Consigne 1:
Répondez aux questions suivantes à partir du récit de randonnée dans le Sarek :
(a) Quelle température est indiquée pour le samedi 7 ?
(b) Quelle distance est parcourue ce jour-là ?
(c) Vers quelle direction la marche se poursuit-elle une fois la vallée dégagée de nuages ?
Consigne 2: Prolongez le récit de randonnée dans le Sarek à la suite de sa dernière phrase.

[button link= »http://explore-photo.com/au-coeur-du-sarek/ »]Episode précédent : Au coeur du Sarek[/button] Récit d’une journée idéale au milieu du Sarek, avec l’ascension du Voejnesjakka et 50km parcourus !
Samedi 7 Sarvesvagge – Carré des prédateurs / 11h30 17h / 12km / -10°C
Réveil avec presque toujours autant de vent, d’ailleurs, il n’a pas faibli de la nuit… et je ne suis pas vraiment pressé de sortir ! Après un certain temps à rester immobile dans mon cocon protecteur, je prend toutes mes précautions pour plier la tente, et en route. Je ressens tout de suite que ce ne sera pas un grand jour ! La vallée descend légèrement, la neige est bien durcie par le vent, et pourtant je n’avance pas. Bon, on s’accroche, le vent disparaît petit à petit, et les nuages sont restés derrière moi. Je profite rapidement de voir la vallée sans nuage, et continue vers l’est. Pour la première fois depuis le début du périple, je n’ai pas les idées claires sur mon programme du jour. Même si je m’adapte tout le temps aux conditions et à l’envie, en général quand je commence à marcher, les idées se fixent rapidement sur quelques objectifs possibles.

Données extraites:

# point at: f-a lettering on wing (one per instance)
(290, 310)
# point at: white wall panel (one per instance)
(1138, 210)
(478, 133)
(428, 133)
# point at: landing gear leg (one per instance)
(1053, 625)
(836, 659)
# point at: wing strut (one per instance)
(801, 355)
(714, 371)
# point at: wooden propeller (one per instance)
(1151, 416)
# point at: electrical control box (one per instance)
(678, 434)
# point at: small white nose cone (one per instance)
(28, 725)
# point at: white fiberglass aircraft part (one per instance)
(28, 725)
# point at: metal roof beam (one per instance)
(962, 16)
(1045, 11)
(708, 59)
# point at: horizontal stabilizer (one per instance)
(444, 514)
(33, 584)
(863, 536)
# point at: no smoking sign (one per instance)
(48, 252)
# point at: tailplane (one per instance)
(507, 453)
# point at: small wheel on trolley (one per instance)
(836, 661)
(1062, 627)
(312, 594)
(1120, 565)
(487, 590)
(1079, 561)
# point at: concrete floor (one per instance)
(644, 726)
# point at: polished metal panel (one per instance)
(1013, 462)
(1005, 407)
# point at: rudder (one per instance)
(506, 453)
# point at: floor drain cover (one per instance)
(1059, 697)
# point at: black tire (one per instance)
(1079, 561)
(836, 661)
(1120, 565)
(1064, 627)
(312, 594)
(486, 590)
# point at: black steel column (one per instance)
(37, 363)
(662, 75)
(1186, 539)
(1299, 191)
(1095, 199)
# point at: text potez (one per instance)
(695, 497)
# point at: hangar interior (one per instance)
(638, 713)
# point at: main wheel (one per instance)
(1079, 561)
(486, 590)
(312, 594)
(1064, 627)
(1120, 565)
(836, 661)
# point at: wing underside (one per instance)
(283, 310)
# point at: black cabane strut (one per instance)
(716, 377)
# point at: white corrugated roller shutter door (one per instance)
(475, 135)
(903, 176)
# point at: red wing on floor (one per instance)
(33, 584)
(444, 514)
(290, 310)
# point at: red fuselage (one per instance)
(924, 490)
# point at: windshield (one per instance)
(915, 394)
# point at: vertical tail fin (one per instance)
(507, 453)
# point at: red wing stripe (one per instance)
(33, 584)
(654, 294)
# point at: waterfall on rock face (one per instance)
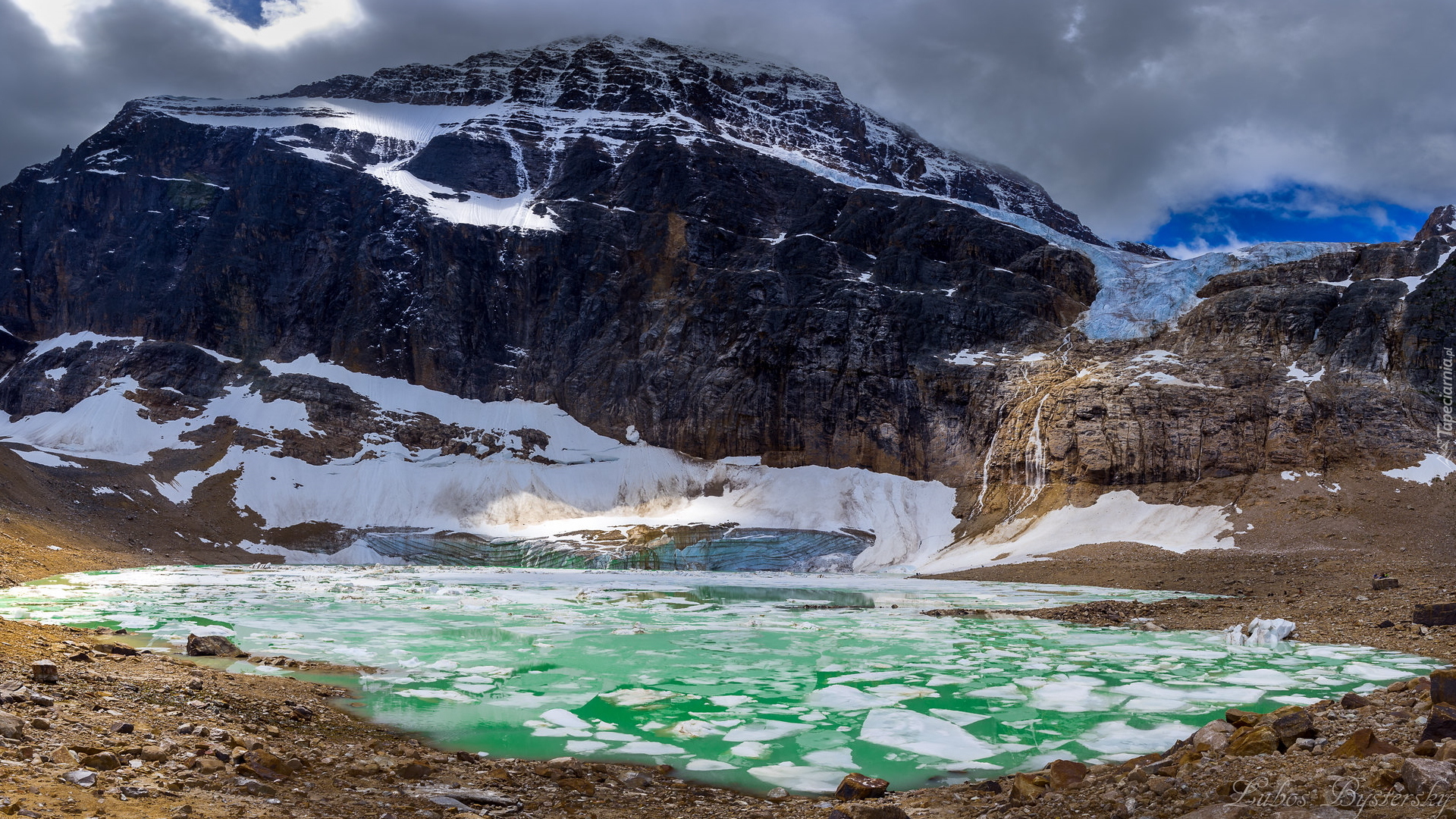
(986, 474)
(1036, 461)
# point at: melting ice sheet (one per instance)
(752, 679)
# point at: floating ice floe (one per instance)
(721, 682)
(1433, 466)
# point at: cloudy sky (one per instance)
(1191, 124)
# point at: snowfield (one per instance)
(587, 482)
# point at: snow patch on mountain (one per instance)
(1116, 516)
(1433, 466)
(579, 480)
(1138, 295)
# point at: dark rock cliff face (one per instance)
(717, 297)
(688, 280)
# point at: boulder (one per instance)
(1213, 736)
(44, 670)
(1293, 726)
(80, 779)
(1253, 742)
(1435, 614)
(207, 764)
(1353, 701)
(1065, 773)
(1427, 776)
(1360, 745)
(264, 765)
(577, 784)
(867, 811)
(469, 796)
(1443, 687)
(1241, 719)
(859, 786)
(1440, 722)
(212, 646)
(12, 726)
(637, 780)
(1219, 812)
(1027, 789)
(104, 761)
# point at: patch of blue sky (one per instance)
(1292, 213)
(249, 12)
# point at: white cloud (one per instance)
(286, 22)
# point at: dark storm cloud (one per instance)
(1125, 110)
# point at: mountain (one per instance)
(660, 302)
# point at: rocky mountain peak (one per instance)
(689, 93)
(1440, 223)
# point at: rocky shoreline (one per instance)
(273, 746)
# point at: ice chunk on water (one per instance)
(1072, 695)
(922, 733)
(584, 745)
(1263, 678)
(692, 729)
(832, 758)
(959, 717)
(212, 632)
(998, 692)
(435, 694)
(846, 698)
(1117, 736)
(565, 719)
(804, 779)
(750, 749)
(903, 691)
(1269, 632)
(730, 700)
(1366, 670)
(764, 730)
(651, 749)
(864, 676)
(629, 697)
(710, 765)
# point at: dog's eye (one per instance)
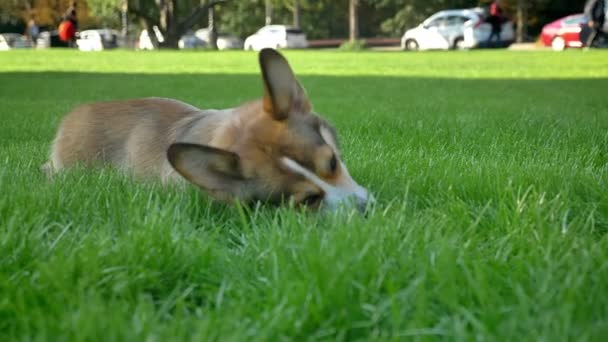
(312, 199)
(333, 164)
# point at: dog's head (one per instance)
(280, 150)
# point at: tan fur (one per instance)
(232, 153)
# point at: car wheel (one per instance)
(558, 44)
(458, 44)
(411, 45)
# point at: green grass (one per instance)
(491, 174)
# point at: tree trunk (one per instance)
(212, 29)
(353, 20)
(268, 18)
(168, 23)
(296, 13)
(522, 21)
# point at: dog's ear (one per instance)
(283, 94)
(215, 170)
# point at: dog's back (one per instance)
(271, 149)
(130, 134)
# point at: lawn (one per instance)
(490, 169)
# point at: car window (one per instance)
(579, 19)
(437, 22)
(455, 20)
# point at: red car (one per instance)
(564, 33)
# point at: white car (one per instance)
(455, 29)
(276, 36)
(224, 41)
(98, 40)
(9, 41)
(187, 41)
(145, 43)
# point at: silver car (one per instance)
(455, 29)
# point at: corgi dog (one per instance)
(275, 149)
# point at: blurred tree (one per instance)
(172, 17)
(46, 13)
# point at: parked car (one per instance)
(187, 41)
(49, 39)
(9, 41)
(98, 40)
(144, 42)
(455, 29)
(564, 32)
(191, 41)
(276, 36)
(224, 41)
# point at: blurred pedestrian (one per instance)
(495, 19)
(68, 27)
(595, 11)
(32, 31)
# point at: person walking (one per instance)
(68, 27)
(495, 19)
(32, 31)
(595, 11)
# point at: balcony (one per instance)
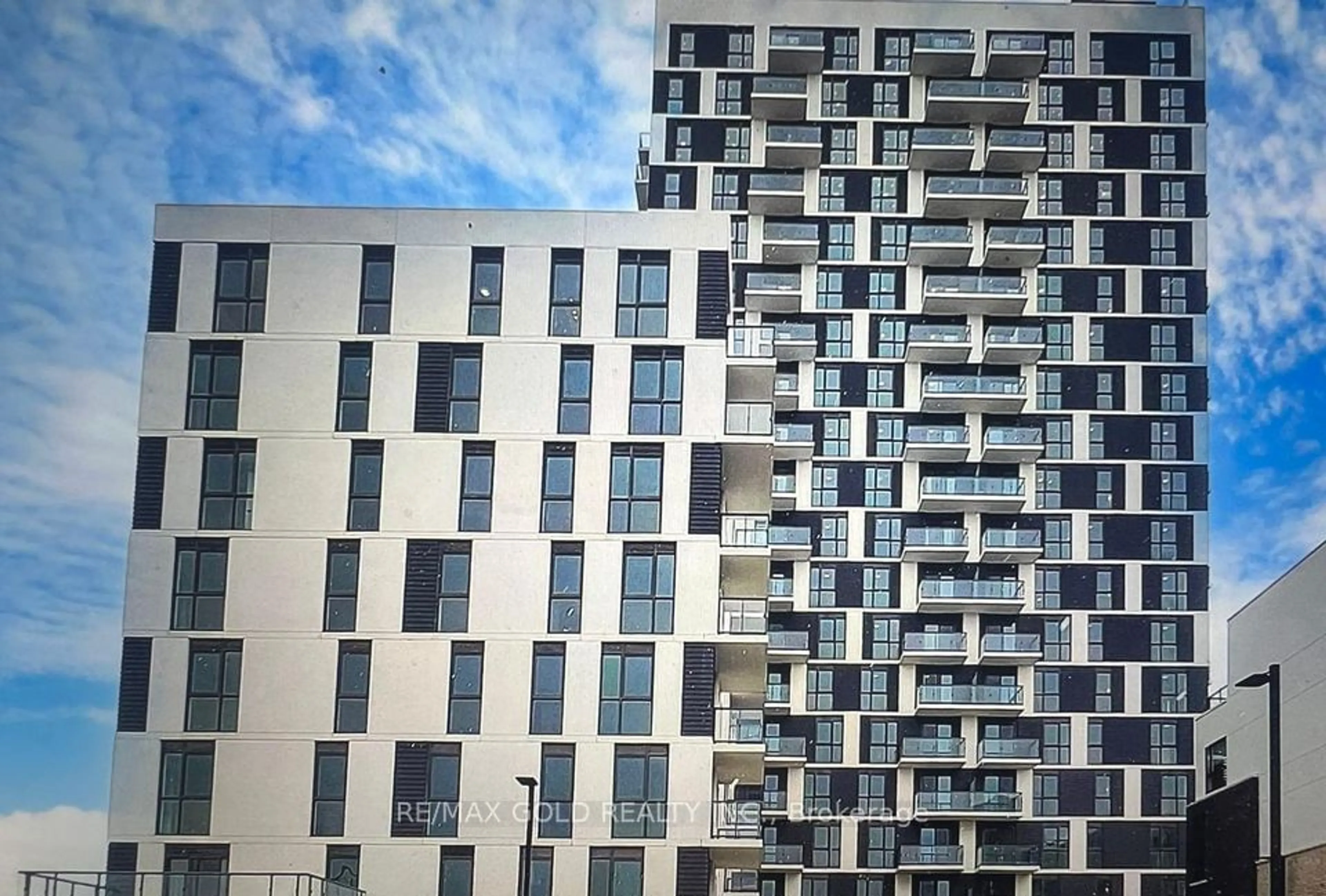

Réponse 1:
(a) -10°C
(b) 12 km
(c) Vers l'est

Réponse 2:
Aujourd’hui, même après quelques heures de marche, je n’en ai pas la moindre idée ! En fait, je me sens vraiment fatigué, je pense que je n’ai pas assez bu la journée d’avant et ce matin (la soif ne se fait pas vraiment sentir, il faut presque se forcer à boire !). Mes jambes me le font sentir maintenant… Pas de sommet pour aujourd’hui donc. J’avance à un petit rythme jusqu’à ce que la vallée Sarvesvagge s’élargisse, pour rencontrer la rivière Rahpaadno. L’endroit est connu comme étant Rovdjurstorget, le « carré des prédateurs« , où l’on peut rencontrer le lynx, l’ours, le glouton (wolverine en anglais) et l’élan le plus grand du Suède. Et en hiver, ils laissent de nombreuses traces dans la neige… Peut-être un bon endroit pour installer le camp, non ?
En quelques endroits, la rivière Sarvesjahka apparaît, et l’on peut voir un léger filet d’eau couler sous d’épaisses couches de neige. Le contraste est saisissant entre l’absence de vie végétale au dessus de la neige, et la présence dans les filets d’eau de mousses d’une couleur vive ! Je suis différentes traces d’animaux dans la forêt, remonte un peu au nord, pour avoir une position bien centrale dans le carré des prédateurs, et installe mon camp avec une superbe vue sur le Laddabakte, et tous les environs.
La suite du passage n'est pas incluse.